Items from a dataset:
========================================
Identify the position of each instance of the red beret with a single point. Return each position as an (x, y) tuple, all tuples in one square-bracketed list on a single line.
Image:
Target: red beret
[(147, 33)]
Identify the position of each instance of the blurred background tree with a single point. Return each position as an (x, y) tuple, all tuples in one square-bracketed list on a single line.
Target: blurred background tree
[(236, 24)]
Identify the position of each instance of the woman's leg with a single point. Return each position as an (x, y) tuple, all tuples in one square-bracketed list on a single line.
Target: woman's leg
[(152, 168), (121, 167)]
========================================
Task details: Reproduce every item above word for word, with nothing changed.

Answer for this exercise:
Identify the position of each instance of the red beret with a single point. Return each position as an (x, y) tuple, all tuples in one square-bracketed list on a single line.
Image:
Target: red beret
[(147, 33)]
Identify the position of each instance of the blurred background tree with a single point. Return each position as an (x, y) tuple, all tuples in one square-bracketed list on a single line.
Target: blurred background tree
[(236, 24)]
Identify the position of each instance of the woman's leg with a single point. Return each position as an (x, y) tuple, all tuples in one square-bracketed list on a single line.
Target: woman's leg
[(152, 168), (121, 167)]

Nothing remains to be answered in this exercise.